**Instructions for the task**:
Within the entries underneath, how many lines include the string "mouth"? State only the number.

**Supplied data**:

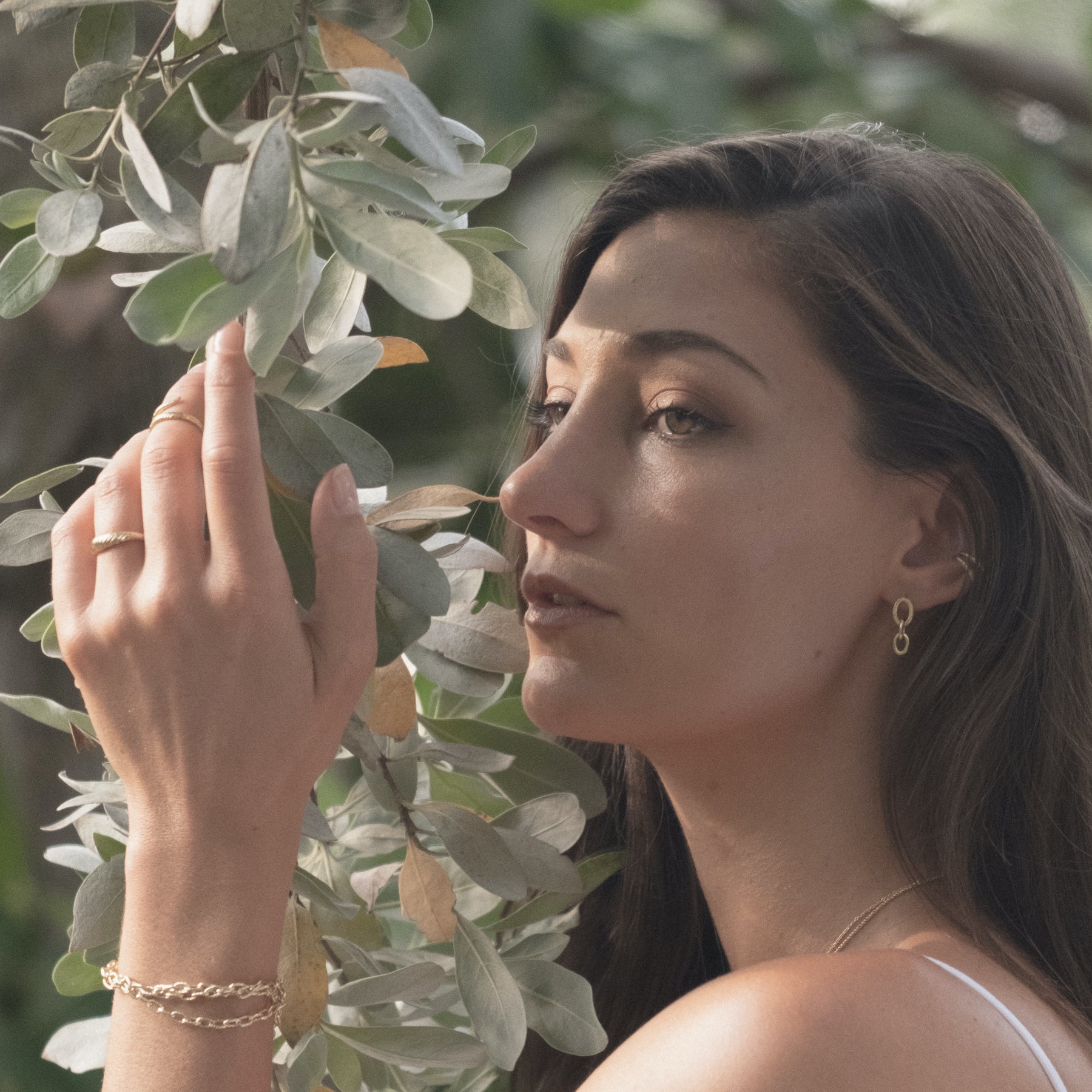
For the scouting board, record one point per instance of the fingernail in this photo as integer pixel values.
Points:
(344, 491)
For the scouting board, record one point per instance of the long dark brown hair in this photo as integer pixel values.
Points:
(935, 291)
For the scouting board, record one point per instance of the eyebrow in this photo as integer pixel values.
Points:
(655, 342)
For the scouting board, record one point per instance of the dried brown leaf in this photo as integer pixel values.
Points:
(394, 701)
(302, 968)
(81, 740)
(426, 895)
(344, 49)
(400, 351)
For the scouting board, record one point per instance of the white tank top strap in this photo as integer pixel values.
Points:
(1056, 1081)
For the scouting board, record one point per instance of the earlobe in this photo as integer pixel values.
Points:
(940, 562)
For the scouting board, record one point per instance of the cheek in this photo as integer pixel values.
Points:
(738, 599)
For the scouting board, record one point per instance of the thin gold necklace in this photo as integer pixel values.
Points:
(862, 920)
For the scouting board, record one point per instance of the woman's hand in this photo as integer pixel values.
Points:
(215, 703)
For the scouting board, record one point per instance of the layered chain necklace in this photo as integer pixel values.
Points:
(863, 918)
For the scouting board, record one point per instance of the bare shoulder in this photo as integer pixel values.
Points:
(876, 1019)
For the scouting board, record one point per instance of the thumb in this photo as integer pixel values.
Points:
(342, 622)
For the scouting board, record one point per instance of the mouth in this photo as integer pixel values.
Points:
(553, 604)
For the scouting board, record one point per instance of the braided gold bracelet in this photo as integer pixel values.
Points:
(113, 979)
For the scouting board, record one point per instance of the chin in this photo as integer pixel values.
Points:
(562, 697)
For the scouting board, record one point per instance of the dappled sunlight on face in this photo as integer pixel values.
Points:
(716, 506)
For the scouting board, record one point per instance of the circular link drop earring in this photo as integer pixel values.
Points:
(901, 641)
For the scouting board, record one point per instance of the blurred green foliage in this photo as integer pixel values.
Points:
(1004, 80)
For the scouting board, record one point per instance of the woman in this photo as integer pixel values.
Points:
(803, 531)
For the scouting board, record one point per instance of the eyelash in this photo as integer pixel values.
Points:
(538, 416)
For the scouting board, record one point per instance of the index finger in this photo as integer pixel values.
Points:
(237, 505)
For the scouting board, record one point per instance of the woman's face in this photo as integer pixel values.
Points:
(738, 541)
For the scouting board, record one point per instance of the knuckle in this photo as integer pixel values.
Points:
(225, 459)
(235, 593)
(75, 642)
(163, 460)
(162, 604)
(110, 629)
(110, 485)
(232, 379)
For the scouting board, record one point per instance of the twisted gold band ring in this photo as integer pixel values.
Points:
(175, 415)
(101, 543)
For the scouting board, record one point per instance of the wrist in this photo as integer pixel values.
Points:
(213, 841)
(204, 911)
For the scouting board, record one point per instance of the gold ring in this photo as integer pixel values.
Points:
(101, 543)
(175, 415)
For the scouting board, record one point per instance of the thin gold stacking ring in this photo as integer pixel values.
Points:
(175, 415)
(101, 543)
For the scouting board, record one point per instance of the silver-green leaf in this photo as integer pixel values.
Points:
(181, 225)
(405, 984)
(294, 447)
(412, 573)
(499, 295)
(408, 114)
(491, 994)
(24, 536)
(243, 225)
(147, 169)
(416, 1046)
(19, 207)
(559, 1006)
(68, 222)
(476, 848)
(417, 268)
(98, 906)
(105, 33)
(334, 371)
(333, 306)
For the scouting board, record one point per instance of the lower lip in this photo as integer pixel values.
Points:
(556, 617)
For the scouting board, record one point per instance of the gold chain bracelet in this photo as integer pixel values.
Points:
(113, 979)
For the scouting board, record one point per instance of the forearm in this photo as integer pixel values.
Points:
(192, 915)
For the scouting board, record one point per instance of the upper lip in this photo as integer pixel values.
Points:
(539, 588)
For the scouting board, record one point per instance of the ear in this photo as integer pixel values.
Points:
(926, 569)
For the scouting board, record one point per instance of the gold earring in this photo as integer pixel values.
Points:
(901, 641)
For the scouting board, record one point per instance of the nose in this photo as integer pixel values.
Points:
(558, 491)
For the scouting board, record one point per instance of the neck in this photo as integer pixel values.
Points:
(787, 834)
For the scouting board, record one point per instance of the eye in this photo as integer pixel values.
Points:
(540, 415)
(681, 420)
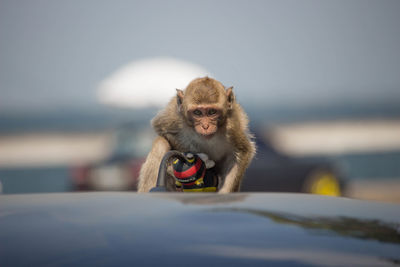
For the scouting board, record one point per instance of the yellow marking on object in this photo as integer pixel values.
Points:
(326, 184)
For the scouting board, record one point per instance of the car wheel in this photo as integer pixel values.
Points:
(322, 182)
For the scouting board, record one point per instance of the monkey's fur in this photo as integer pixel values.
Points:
(220, 131)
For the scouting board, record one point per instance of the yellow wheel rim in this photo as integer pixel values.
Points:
(325, 184)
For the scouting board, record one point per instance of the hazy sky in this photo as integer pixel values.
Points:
(55, 53)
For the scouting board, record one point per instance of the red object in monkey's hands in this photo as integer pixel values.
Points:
(193, 176)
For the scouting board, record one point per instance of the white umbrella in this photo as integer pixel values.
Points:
(148, 83)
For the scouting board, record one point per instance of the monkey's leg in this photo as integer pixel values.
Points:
(149, 171)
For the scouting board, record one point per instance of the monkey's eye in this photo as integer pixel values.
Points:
(197, 112)
(212, 111)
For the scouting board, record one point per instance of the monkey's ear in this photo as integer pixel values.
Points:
(179, 96)
(230, 96)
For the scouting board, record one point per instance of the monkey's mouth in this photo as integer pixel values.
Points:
(207, 135)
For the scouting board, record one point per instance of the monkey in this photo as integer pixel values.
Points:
(203, 118)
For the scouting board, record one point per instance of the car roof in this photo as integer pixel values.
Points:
(172, 229)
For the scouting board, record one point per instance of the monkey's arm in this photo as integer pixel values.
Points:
(149, 171)
(234, 177)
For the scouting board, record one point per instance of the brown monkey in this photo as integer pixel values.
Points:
(205, 118)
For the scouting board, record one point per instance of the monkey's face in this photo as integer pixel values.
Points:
(205, 120)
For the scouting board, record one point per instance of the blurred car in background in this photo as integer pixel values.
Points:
(120, 171)
(270, 171)
(273, 171)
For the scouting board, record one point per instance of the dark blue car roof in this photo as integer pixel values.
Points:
(129, 229)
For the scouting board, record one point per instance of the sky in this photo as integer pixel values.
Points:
(54, 54)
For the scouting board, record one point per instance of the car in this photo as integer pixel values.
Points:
(196, 229)
(270, 170)
(119, 171)
(273, 171)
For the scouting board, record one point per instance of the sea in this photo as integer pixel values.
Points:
(368, 166)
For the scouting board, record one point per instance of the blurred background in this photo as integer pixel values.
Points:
(320, 81)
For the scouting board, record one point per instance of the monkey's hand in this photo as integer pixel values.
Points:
(204, 157)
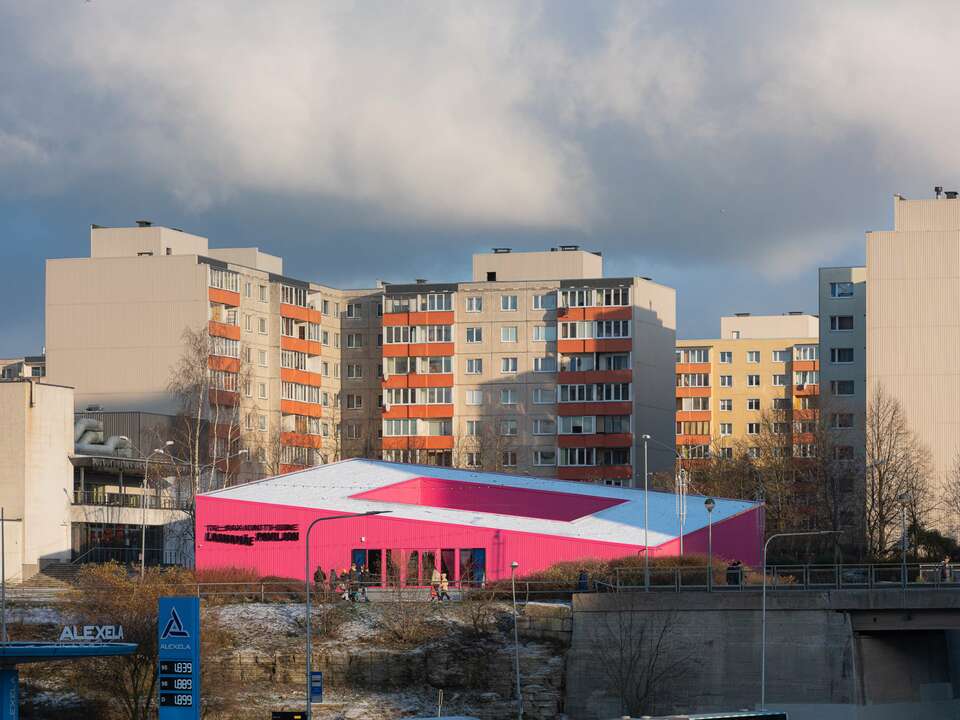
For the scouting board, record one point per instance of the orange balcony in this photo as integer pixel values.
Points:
(224, 297)
(299, 313)
(596, 440)
(596, 472)
(595, 376)
(310, 347)
(693, 367)
(425, 442)
(420, 411)
(216, 362)
(595, 408)
(414, 380)
(300, 376)
(693, 416)
(223, 330)
(693, 392)
(295, 407)
(603, 345)
(301, 440)
(418, 349)
(433, 317)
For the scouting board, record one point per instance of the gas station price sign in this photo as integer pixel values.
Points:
(178, 661)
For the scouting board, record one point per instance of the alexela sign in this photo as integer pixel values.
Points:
(91, 633)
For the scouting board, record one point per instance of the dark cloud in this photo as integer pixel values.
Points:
(726, 148)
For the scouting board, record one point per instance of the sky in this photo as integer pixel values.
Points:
(727, 149)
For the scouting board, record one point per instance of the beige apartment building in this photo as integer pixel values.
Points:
(538, 365)
(913, 326)
(761, 370)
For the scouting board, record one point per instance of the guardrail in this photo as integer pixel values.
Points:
(785, 578)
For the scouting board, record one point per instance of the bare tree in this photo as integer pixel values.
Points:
(897, 473)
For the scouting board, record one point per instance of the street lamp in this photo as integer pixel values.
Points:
(763, 613)
(516, 638)
(143, 507)
(306, 577)
(904, 498)
(710, 504)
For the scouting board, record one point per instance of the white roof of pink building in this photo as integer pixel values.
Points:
(481, 499)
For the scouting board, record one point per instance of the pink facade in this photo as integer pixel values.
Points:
(268, 538)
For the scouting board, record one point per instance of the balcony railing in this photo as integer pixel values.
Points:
(125, 500)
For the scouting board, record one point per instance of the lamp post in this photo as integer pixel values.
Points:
(709, 504)
(306, 577)
(143, 507)
(516, 638)
(763, 613)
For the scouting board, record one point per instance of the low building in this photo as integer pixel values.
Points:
(471, 525)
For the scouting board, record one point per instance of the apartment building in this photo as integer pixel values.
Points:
(539, 365)
(535, 366)
(913, 325)
(760, 375)
(278, 347)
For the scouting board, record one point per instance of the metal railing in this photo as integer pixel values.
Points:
(785, 578)
(128, 500)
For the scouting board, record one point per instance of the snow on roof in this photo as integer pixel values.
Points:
(335, 487)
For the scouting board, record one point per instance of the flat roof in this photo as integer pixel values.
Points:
(481, 499)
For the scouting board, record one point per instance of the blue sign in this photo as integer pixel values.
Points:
(316, 686)
(178, 658)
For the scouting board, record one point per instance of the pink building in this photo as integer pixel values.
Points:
(471, 524)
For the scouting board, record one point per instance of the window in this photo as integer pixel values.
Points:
(841, 387)
(547, 301)
(841, 289)
(224, 279)
(544, 396)
(545, 364)
(544, 426)
(544, 333)
(577, 425)
(693, 355)
(545, 457)
(841, 355)
(291, 295)
(841, 322)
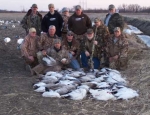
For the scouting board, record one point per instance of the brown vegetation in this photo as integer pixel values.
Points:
(18, 98)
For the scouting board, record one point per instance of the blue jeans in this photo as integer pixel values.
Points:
(74, 63)
(85, 59)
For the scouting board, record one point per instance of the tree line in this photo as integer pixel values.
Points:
(123, 8)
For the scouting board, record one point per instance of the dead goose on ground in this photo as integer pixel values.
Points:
(102, 94)
(77, 94)
(51, 93)
(66, 89)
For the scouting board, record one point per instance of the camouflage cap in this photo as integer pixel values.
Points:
(32, 30)
(90, 31)
(65, 9)
(111, 6)
(34, 6)
(116, 29)
(69, 33)
(56, 41)
(97, 20)
(77, 7)
(51, 5)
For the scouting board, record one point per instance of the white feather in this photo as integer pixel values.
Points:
(102, 94)
(126, 93)
(19, 41)
(7, 39)
(40, 89)
(51, 94)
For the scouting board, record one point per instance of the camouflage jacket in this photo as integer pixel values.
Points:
(65, 23)
(30, 20)
(88, 44)
(29, 46)
(102, 35)
(58, 55)
(79, 24)
(116, 20)
(46, 41)
(120, 47)
(74, 46)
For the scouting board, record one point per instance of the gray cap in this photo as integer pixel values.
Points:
(57, 41)
(97, 20)
(65, 9)
(51, 5)
(77, 7)
(111, 6)
(34, 6)
(90, 31)
(117, 29)
(69, 33)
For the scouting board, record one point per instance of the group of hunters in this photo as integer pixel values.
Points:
(72, 40)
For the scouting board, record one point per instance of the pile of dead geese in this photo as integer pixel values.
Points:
(105, 84)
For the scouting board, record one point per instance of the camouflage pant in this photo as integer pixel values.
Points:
(31, 63)
(39, 56)
(119, 64)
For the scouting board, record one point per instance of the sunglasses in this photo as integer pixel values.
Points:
(69, 35)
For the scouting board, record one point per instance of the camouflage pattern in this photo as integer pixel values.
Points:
(65, 26)
(74, 47)
(119, 48)
(58, 56)
(31, 20)
(46, 41)
(88, 47)
(29, 46)
(102, 36)
(116, 20)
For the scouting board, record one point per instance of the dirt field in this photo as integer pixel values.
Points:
(18, 98)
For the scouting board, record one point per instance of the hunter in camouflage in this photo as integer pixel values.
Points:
(113, 19)
(32, 19)
(117, 49)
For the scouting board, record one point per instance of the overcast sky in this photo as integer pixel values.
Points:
(59, 4)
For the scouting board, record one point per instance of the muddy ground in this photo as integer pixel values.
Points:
(18, 98)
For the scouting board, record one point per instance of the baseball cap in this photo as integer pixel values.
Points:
(34, 6)
(77, 7)
(32, 30)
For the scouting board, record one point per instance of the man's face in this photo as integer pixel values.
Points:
(117, 33)
(78, 11)
(66, 13)
(112, 11)
(52, 31)
(69, 37)
(32, 34)
(51, 9)
(97, 23)
(57, 45)
(90, 36)
(34, 9)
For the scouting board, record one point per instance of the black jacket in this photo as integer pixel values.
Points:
(116, 20)
(55, 20)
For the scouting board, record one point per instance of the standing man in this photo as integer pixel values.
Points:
(113, 19)
(87, 51)
(46, 41)
(102, 36)
(65, 16)
(72, 45)
(117, 49)
(79, 22)
(29, 49)
(52, 18)
(32, 19)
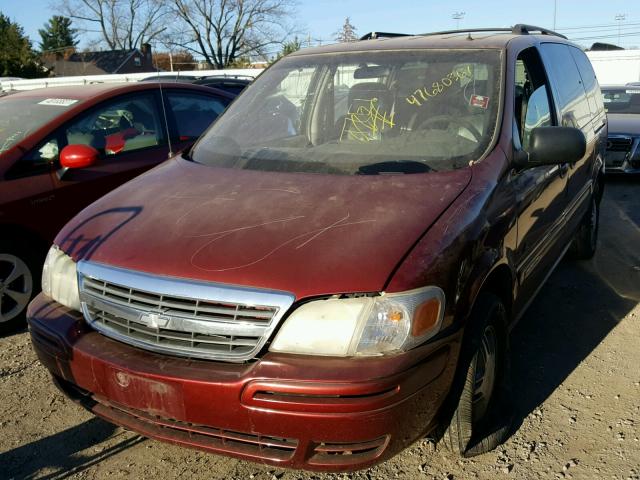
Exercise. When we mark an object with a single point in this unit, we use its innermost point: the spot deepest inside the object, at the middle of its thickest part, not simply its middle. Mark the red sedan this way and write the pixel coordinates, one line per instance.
(62, 148)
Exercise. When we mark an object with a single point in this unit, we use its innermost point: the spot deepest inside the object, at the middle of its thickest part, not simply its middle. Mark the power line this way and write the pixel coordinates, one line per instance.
(615, 35)
(586, 27)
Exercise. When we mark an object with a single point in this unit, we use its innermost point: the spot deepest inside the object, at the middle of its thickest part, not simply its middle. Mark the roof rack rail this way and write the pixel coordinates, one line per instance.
(518, 29)
(524, 29)
(374, 35)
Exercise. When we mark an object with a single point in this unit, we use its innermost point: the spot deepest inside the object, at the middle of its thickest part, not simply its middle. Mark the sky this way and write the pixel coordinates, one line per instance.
(320, 19)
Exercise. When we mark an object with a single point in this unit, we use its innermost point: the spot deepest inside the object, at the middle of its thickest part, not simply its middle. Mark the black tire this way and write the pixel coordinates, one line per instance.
(20, 271)
(479, 416)
(585, 241)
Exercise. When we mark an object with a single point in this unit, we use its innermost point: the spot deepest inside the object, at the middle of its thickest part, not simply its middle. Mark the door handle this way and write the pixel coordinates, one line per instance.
(564, 168)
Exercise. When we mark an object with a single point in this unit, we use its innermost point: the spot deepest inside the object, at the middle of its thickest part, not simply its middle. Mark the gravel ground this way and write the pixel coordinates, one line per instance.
(576, 393)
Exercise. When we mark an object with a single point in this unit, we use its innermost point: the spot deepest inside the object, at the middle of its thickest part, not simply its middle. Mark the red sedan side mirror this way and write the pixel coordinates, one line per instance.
(78, 156)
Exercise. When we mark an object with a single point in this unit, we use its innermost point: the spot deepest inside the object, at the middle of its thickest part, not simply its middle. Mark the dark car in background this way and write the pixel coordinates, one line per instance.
(114, 131)
(623, 110)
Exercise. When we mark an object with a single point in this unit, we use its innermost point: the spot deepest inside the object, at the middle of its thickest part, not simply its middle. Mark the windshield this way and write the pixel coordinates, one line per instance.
(362, 113)
(622, 100)
(22, 116)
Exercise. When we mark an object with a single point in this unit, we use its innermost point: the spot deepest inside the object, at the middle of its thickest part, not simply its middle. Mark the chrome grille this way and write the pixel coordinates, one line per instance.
(180, 317)
(618, 150)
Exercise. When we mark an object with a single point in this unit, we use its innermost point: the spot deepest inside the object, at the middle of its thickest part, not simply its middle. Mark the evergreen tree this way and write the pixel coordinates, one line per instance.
(347, 33)
(17, 58)
(57, 35)
(289, 47)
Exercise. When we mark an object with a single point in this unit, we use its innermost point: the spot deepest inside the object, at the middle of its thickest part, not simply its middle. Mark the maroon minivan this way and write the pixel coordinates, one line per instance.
(331, 272)
(62, 148)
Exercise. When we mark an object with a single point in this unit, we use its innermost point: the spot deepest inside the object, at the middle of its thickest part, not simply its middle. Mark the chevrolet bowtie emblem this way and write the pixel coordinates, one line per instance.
(154, 320)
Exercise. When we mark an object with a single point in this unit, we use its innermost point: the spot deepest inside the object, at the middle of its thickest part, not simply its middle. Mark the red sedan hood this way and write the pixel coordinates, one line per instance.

**Your solution**:
2